-- start DATA SHOWN --

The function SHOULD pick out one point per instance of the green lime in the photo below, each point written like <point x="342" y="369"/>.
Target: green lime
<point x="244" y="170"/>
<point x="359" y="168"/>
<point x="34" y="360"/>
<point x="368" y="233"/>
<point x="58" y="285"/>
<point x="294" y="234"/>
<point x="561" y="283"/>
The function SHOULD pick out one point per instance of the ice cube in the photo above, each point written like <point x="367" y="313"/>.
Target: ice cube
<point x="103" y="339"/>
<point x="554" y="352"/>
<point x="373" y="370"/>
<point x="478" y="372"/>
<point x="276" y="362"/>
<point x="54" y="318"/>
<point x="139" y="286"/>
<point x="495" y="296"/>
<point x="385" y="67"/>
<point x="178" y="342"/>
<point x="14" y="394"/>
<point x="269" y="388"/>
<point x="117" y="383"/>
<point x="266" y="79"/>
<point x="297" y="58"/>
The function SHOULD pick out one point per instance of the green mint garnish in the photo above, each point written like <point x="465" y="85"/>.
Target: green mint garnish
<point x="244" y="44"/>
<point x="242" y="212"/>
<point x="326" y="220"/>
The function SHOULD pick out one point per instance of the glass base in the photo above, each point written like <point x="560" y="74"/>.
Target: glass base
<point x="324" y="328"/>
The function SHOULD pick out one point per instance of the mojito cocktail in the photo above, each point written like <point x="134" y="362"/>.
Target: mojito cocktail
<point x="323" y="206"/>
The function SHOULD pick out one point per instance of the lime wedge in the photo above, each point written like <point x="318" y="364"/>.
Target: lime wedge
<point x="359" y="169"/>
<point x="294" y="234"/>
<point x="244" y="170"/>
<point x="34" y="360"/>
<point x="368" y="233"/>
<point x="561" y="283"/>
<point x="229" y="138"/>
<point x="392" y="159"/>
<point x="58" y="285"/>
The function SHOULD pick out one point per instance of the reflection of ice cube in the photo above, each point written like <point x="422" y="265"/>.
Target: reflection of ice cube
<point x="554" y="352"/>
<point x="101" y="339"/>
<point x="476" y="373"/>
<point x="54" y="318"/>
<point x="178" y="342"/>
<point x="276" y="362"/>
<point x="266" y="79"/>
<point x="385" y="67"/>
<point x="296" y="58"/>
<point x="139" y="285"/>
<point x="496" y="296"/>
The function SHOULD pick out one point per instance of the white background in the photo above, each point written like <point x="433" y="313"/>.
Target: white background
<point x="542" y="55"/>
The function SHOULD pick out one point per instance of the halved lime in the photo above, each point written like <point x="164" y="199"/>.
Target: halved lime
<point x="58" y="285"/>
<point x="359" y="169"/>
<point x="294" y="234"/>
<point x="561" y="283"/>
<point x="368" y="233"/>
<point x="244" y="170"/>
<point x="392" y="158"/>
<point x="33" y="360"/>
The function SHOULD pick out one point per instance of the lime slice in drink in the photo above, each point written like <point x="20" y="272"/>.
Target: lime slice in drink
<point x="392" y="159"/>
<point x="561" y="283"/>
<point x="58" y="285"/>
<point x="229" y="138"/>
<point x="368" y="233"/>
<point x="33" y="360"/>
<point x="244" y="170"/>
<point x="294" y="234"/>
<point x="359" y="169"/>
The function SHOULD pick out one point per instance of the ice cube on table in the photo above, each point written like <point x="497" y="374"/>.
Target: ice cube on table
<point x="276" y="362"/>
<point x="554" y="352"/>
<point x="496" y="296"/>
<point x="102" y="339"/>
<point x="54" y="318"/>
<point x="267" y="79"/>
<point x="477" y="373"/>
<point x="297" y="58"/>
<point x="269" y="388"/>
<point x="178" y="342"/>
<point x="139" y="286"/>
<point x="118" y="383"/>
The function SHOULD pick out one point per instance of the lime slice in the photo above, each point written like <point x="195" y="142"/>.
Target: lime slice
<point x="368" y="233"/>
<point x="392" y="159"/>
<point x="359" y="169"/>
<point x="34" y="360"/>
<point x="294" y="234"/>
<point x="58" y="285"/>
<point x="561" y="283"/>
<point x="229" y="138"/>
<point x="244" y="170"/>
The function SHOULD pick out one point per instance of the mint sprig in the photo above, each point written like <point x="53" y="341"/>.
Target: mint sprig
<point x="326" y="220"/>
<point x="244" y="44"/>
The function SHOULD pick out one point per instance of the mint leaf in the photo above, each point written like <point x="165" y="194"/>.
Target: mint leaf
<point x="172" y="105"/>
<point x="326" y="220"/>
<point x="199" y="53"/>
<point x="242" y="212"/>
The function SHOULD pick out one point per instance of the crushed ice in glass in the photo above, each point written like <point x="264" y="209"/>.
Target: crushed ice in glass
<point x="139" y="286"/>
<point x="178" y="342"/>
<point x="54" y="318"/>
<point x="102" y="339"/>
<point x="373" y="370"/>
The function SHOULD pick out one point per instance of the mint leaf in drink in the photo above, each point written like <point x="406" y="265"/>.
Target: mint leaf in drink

-- end DATA SHOWN --
-- start DATA SHOWN --

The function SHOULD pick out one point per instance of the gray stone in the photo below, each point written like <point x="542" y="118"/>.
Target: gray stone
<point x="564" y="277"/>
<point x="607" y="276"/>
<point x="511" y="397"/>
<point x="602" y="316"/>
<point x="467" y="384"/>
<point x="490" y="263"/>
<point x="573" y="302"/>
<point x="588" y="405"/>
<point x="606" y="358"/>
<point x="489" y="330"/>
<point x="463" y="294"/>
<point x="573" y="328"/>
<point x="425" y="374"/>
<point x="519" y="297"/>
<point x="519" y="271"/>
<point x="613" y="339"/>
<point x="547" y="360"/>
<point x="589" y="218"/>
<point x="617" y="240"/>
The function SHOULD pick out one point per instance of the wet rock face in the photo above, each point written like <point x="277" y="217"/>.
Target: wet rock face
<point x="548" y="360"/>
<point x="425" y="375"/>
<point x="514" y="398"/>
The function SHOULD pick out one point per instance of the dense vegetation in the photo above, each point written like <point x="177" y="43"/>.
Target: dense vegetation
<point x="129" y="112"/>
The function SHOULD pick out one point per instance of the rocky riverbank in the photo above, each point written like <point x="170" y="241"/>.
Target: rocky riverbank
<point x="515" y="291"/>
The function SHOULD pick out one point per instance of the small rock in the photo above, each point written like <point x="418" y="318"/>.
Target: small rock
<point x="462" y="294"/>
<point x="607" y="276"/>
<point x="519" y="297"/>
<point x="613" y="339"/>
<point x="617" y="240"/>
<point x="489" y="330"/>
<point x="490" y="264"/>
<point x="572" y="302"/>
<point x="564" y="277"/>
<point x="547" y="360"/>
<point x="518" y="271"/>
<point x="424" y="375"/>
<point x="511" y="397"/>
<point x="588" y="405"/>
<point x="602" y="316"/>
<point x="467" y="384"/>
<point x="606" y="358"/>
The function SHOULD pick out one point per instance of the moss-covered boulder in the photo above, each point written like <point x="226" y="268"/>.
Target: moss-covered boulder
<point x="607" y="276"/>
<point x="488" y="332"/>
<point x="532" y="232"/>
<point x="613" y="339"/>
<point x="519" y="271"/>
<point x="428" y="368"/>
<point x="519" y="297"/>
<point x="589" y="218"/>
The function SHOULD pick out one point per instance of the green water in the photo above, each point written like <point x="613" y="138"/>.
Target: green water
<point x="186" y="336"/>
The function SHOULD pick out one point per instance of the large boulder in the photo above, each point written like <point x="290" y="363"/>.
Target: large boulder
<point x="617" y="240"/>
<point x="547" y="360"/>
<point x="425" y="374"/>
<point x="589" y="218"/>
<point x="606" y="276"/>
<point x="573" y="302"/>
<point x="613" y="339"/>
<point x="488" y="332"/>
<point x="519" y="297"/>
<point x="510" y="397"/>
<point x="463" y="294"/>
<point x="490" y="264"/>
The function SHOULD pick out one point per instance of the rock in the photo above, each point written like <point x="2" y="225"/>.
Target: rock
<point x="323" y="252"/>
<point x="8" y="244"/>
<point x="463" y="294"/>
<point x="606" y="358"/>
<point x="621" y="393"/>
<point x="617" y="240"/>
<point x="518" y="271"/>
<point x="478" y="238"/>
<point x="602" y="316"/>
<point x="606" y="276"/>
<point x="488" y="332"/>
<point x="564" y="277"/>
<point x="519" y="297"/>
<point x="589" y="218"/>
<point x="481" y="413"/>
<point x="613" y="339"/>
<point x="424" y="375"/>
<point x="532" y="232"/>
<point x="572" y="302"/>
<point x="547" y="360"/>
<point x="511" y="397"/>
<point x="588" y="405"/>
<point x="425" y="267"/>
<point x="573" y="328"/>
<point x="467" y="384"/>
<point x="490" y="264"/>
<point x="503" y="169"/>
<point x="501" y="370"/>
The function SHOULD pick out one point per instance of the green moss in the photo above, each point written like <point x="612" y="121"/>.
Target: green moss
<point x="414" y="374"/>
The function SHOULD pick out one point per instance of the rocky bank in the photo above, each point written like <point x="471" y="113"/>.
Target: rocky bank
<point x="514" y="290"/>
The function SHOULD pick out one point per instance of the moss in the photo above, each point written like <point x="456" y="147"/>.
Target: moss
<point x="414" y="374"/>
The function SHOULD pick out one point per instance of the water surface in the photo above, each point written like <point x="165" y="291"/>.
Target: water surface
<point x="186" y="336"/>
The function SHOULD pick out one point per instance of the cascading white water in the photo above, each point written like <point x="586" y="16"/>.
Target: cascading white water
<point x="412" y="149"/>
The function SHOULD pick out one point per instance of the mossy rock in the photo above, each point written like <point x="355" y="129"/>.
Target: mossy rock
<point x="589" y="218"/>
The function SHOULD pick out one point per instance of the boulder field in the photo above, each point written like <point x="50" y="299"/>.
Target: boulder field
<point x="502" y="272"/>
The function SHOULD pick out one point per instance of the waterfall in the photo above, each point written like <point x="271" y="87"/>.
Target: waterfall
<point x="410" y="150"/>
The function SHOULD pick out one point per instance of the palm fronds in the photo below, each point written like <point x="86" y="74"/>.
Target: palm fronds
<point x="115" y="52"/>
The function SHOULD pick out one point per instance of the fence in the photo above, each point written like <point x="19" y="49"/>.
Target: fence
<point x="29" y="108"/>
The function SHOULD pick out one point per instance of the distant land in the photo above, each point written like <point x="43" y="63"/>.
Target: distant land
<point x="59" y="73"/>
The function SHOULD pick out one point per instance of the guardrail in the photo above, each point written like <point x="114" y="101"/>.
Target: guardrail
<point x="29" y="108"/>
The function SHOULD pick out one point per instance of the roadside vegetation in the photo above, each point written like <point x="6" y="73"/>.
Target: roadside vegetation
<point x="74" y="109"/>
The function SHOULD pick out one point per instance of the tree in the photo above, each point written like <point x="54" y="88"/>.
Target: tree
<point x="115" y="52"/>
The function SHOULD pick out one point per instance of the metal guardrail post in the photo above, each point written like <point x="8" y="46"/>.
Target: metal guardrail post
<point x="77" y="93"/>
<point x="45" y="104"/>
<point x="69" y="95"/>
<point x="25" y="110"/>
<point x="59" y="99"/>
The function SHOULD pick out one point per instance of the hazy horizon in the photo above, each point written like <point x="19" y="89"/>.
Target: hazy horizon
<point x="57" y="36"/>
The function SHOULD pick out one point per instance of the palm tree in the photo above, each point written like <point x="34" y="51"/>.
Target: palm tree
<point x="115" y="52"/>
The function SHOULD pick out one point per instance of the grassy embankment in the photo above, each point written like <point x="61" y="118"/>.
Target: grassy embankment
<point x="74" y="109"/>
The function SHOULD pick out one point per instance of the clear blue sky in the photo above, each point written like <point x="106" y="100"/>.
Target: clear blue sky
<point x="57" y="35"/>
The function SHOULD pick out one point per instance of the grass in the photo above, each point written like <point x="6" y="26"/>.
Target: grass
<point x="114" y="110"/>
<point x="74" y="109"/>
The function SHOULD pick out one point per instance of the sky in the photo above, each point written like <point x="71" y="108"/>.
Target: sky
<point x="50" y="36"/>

-- end DATA SHOWN --

§ **AIM OF THE EXERCISE**:
Reproduce the data verbatim, beginning at the line containing "of the crushed" and ending after the line containing "Target: mint leaf in drink".

§ **SOLUTION FOR THIS TASK**:
The function SHOULD pick out one point per instance of the crushed ice in glass in the photo above, each point written like <point x="264" y="209"/>.
Target: crushed ice in glass
<point x="139" y="286"/>
<point x="178" y="342"/>
<point x="54" y="318"/>
<point x="102" y="339"/>
<point x="373" y="370"/>
The function SHOULD pick out one point per instance of the mint leaf in drink in the photo above, each point written like <point x="406" y="265"/>.
Target: mint leaf in drink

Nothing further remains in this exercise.